**TEXT SECTION**

The elections produced unintended results for all of the conservative groups: backed by radicalized crowds numbering in the thousands, the National Party was able to pass resolutions in favor of union. A rallying speech by Boerescu united unionist conservatives and radicals around Alexandru Ioan Cuza, who had already carried the Moldavian election, and against conservative separatists such as Băleanu. During this process, the other deputies stripped Băleanu, Manu, Ioan Hagiadi and Mihalache Pleșoianu of their voting rights—along with Alexandru Ghica and Radu C. Golescu, who opted to step down voluntarily. As reported by Alexandru G. Golescu, "that swine Manu" and "that idiot Băleanu" had to leave the Divan's hall and were heckled and threatened as they returned to their homes. He also suggests that Băleanu begged the crowd for forgiveness, but was merely derided.

Stored data entries
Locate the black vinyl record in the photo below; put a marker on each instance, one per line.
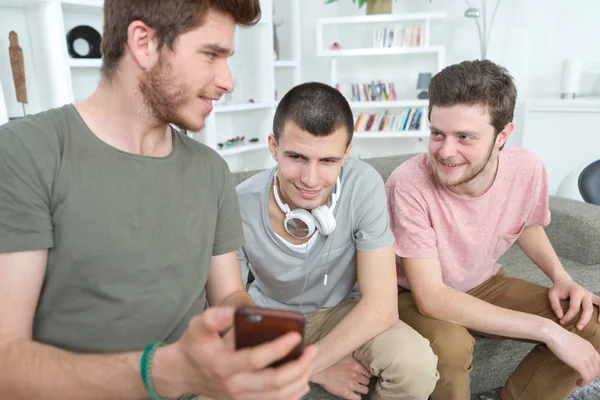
(90, 35)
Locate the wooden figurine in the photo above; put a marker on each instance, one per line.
(18, 67)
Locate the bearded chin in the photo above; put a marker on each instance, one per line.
(478, 170)
(163, 97)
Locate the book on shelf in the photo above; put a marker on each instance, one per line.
(407, 120)
(410, 36)
(374, 91)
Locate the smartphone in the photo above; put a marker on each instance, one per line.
(257, 325)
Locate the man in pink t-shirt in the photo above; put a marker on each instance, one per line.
(454, 211)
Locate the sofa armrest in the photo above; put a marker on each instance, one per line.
(574, 230)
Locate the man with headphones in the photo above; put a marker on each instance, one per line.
(317, 228)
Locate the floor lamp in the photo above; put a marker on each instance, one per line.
(483, 28)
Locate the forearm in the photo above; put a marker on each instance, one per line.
(535, 244)
(448, 304)
(30, 370)
(238, 298)
(366, 320)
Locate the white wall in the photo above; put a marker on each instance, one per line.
(530, 38)
(15, 18)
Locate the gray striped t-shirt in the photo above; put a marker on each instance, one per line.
(287, 279)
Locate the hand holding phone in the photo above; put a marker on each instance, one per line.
(258, 325)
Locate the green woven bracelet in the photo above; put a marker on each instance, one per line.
(146, 369)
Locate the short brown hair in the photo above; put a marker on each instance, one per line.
(168, 18)
(316, 108)
(479, 82)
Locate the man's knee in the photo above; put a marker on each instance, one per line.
(591, 332)
(405, 357)
(453, 345)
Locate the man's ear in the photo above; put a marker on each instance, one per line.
(347, 152)
(503, 136)
(273, 146)
(142, 44)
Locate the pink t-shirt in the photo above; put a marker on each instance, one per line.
(468, 235)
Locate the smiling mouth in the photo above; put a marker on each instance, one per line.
(309, 192)
(447, 164)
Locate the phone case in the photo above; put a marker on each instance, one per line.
(257, 325)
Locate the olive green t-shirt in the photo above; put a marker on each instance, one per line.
(130, 238)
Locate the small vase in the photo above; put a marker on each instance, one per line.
(379, 7)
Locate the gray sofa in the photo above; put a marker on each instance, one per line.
(575, 235)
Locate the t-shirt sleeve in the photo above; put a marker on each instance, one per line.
(244, 265)
(540, 215)
(373, 228)
(229, 235)
(25, 190)
(410, 223)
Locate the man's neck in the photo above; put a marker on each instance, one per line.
(277, 219)
(116, 115)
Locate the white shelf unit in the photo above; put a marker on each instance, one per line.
(55, 79)
(286, 19)
(3, 113)
(258, 76)
(358, 61)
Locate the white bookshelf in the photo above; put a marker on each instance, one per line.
(226, 108)
(3, 113)
(245, 148)
(85, 62)
(258, 76)
(370, 105)
(55, 79)
(358, 60)
(285, 64)
(410, 134)
(385, 51)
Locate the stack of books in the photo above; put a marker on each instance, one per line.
(407, 120)
(411, 36)
(380, 91)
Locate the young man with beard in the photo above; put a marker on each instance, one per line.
(315, 226)
(115, 230)
(454, 212)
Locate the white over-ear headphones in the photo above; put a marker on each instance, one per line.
(300, 223)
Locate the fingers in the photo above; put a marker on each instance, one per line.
(586, 315)
(229, 339)
(555, 303)
(349, 394)
(261, 356)
(596, 301)
(363, 380)
(574, 307)
(212, 321)
(361, 388)
(362, 369)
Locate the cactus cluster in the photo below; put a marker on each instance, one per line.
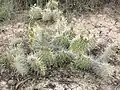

**TRY IT**
Starting with "The elections produced" and going on through "was merely derided.", give the text on the elections again, updating "crowds" to "mobs".

**YOUR SOLUTION**
The elections produced unintended results for all of the conservative groups: backed by radicalized mobs numbering in the thousands, the National Party was able to pass resolutions in favor of union. A rallying speech by Boerescu united unionist conservatives and radicals around Alexandru Ioan Cuza, who had already carried the Moldavian election, and against conservative separatists such as Băleanu. During this process, the other deputies stripped Băleanu, Manu, Ioan Hagiadi and Mihalache Pleșoianu of their voting rights—along with Alexandru Ghica and Radu C. Golescu, who opted to step down voluntarily. As reported by Alexandru G. Golescu, "that swine Manu" and "that idiot Băleanu" had to leave the Divan's hall and were heckled and threatened as they returned to their homes. He also suggests that Băleanu begged the crowd for forgiveness, but was merely derided.